(The records begins)

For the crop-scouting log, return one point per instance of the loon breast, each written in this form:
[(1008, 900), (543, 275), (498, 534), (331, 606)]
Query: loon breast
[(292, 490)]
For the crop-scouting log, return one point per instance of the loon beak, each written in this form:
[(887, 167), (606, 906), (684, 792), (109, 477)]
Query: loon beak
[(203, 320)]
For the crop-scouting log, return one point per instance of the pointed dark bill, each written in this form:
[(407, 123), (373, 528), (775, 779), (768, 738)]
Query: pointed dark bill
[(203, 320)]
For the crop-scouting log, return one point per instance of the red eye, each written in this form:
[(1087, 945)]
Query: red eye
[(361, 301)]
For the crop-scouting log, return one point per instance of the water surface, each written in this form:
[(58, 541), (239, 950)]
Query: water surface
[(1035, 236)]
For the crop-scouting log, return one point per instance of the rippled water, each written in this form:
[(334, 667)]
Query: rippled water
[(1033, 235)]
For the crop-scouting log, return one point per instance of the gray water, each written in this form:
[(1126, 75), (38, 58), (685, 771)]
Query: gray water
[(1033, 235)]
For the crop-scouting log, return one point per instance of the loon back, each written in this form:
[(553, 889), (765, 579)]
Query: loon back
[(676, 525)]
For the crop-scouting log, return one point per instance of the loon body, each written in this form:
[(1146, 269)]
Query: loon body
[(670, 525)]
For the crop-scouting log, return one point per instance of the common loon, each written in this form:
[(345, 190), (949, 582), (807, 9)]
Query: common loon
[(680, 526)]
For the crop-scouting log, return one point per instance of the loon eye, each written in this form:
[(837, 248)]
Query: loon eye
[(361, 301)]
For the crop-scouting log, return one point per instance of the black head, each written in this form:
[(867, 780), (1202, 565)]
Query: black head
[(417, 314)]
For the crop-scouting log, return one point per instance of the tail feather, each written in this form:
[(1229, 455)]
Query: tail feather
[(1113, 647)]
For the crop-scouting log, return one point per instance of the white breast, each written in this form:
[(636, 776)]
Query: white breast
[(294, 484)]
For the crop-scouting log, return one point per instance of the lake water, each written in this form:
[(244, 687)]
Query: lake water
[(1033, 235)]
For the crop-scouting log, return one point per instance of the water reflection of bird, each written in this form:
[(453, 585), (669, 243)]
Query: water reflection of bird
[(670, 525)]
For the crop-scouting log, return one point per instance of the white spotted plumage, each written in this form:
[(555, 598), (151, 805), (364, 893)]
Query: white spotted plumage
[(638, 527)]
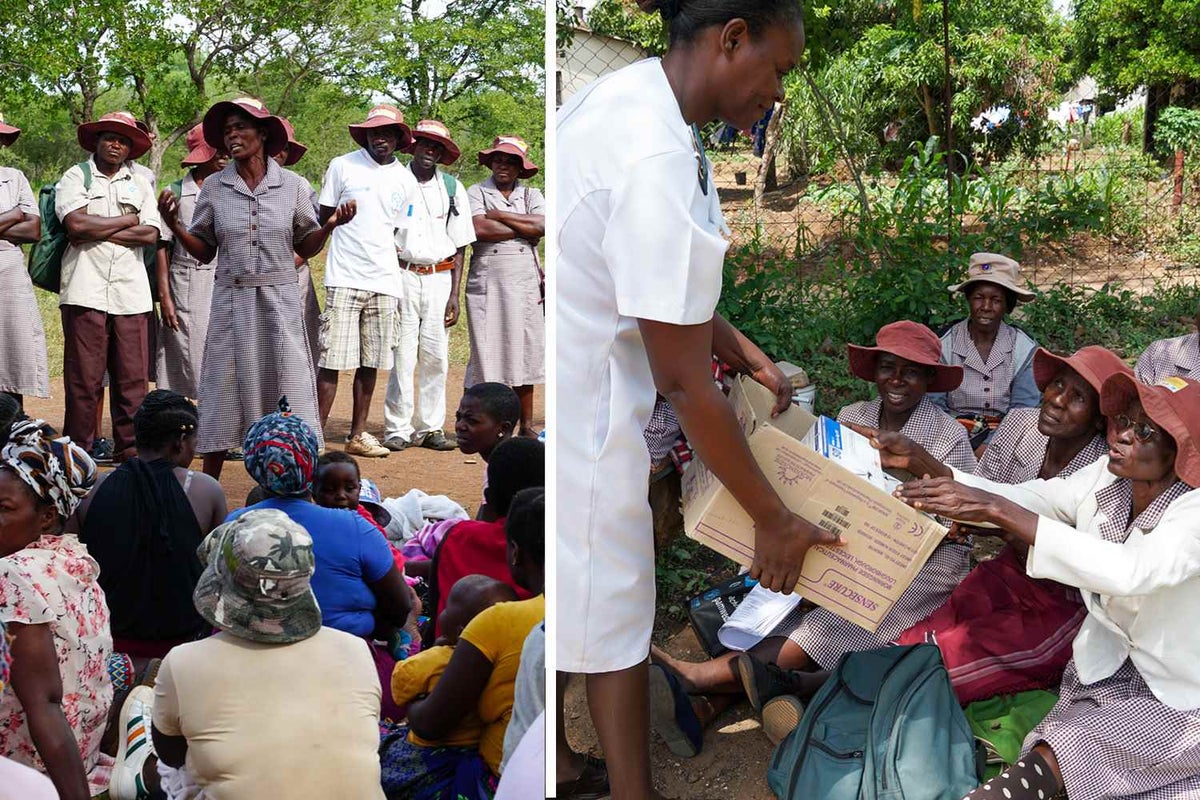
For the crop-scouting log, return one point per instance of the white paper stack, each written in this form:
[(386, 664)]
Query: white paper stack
[(760, 613)]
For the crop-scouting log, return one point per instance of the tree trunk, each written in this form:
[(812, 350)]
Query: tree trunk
[(769, 150), (1177, 175)]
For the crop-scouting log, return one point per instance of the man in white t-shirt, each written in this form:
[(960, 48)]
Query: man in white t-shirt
[(363, 281), (432, 235)]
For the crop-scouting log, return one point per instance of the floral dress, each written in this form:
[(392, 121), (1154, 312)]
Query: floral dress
[(53, 582)]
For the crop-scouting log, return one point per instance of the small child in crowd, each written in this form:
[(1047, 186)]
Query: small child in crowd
[(337, 483), (415, 677), (487, 415)]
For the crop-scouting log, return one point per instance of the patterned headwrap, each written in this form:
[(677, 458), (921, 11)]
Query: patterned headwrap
[(59, 470), (281, 452)]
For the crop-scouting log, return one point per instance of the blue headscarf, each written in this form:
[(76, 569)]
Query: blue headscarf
[(281, 452)]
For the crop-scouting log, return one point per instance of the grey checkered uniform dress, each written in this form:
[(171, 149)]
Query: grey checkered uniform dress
[(257, 348), (23, 367), (1170, 358), (1114, 738), (504, 308), (180, 353), (825, 636)]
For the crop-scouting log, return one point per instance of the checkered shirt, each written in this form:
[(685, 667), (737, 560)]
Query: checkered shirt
[(1115, 739), (1169, 359)]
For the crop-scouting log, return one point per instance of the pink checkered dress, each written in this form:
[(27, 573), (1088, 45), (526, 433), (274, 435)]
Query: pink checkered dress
[(1114, 738)]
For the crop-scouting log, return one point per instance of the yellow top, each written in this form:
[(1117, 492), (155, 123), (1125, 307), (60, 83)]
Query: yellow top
[(499, 633), (418, 675)]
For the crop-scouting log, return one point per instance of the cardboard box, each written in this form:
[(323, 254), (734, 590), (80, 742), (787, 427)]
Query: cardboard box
[(887, 542)]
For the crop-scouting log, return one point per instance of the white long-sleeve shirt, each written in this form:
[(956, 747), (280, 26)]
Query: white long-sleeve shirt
[(1143, 594)]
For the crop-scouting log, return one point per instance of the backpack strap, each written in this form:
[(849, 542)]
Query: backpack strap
[(451, 184)]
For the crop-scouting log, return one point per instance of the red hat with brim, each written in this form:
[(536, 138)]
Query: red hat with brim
[(198, 150), (9, 133), (120, 122), (1173, 404), (912, 342), (295, 150), (382, 116), (215, 118), (436, 131), (514, 146), (1093, 364)]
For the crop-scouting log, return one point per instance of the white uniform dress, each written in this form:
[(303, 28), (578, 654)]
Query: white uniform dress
[(639, 238)]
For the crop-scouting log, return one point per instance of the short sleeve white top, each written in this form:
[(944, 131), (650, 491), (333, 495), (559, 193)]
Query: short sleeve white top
[(361, 253), (639, 238), (427, 233)]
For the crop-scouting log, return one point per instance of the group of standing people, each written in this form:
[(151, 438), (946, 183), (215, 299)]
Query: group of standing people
[(225, 253)]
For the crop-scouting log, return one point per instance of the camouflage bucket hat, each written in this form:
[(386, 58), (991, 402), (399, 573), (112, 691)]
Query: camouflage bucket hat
[(257, 581)]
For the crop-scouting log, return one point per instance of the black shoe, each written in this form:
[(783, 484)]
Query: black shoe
[(763, 681), (396, 444), (102, 451), (591, 785), (437, 440)]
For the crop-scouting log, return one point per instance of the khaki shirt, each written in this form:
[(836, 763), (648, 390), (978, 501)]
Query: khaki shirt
[(102, 275)]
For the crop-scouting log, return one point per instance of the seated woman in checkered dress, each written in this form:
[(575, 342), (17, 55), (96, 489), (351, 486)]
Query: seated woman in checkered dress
[(904, 366), (1002, 632), (1126, 533)]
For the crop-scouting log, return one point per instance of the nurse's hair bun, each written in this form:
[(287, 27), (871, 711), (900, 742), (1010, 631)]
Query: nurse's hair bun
[(667, 8)]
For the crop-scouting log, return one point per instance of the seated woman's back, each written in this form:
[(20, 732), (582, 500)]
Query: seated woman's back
[(275, 721), (351, 554), (144, 521)]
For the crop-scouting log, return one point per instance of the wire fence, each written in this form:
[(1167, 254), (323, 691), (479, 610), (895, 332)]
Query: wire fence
[(1087, 210)]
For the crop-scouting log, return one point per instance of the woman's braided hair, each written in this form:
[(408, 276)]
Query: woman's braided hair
[(163, 416), (685, 18)]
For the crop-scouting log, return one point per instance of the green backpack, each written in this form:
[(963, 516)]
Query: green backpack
[(46, 254), (886, 726)]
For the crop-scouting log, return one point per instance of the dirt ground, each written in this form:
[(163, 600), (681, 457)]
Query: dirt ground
[(732, 763), (450, 473)]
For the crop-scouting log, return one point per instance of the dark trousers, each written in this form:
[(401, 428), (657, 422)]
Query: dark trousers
[(95, 342)]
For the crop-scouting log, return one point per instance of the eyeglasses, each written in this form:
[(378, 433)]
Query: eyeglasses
[(1141, 431)]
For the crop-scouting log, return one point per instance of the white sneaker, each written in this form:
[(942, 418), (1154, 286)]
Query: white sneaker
[(367, 446), (136, 746)]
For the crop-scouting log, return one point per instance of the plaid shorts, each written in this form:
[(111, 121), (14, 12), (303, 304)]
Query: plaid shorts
[(357, 329)]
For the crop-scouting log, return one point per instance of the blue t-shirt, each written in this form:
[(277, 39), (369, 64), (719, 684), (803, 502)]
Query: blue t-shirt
[(349, 553)]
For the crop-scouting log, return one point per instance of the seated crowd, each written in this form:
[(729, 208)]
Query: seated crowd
[(1085, 469), (157, 645)]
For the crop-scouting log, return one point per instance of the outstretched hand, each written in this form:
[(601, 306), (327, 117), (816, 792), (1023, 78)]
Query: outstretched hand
[(898, 451), (948, 498), (780, 548), (773, 378)]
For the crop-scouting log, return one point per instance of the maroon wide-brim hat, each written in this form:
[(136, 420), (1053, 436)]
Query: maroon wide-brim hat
[(198, 150), (514, 146), (1093, 365), (295, 150), (436, 131), (121, 122), (215, 118), (912, 342), (1173, 404), (9, 133), (382, 116)]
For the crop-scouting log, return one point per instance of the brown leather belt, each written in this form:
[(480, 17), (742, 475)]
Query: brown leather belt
[(429, 269)]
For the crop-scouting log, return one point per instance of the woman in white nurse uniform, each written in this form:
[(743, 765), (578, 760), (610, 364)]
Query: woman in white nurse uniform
[(640, 257)]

(The records ends)

Task directions. For this exercise, output exactly the lines above from the line with "[(867, 780), (1202, 565)]" to the line with "[(244, 687)]", counting both, and leave out the rest.

Problem solution.
[(867, 780), (1202, 565)]
Query: black head
[(417, 314)]
For the crop-scouting log, return one point per instance of the tail feather, each written in this form:
[(1229, 455)]
Query: tail feather
[(1113, 647)]
For the crop-scouting log, return one point per instance of the white breast, each written in this form:
[(636, 776)]
Query: white breast
[(294, 484)]
For the crop-scouting log, return one point per instance of the lake water, each written in this form:
[(244, 687)]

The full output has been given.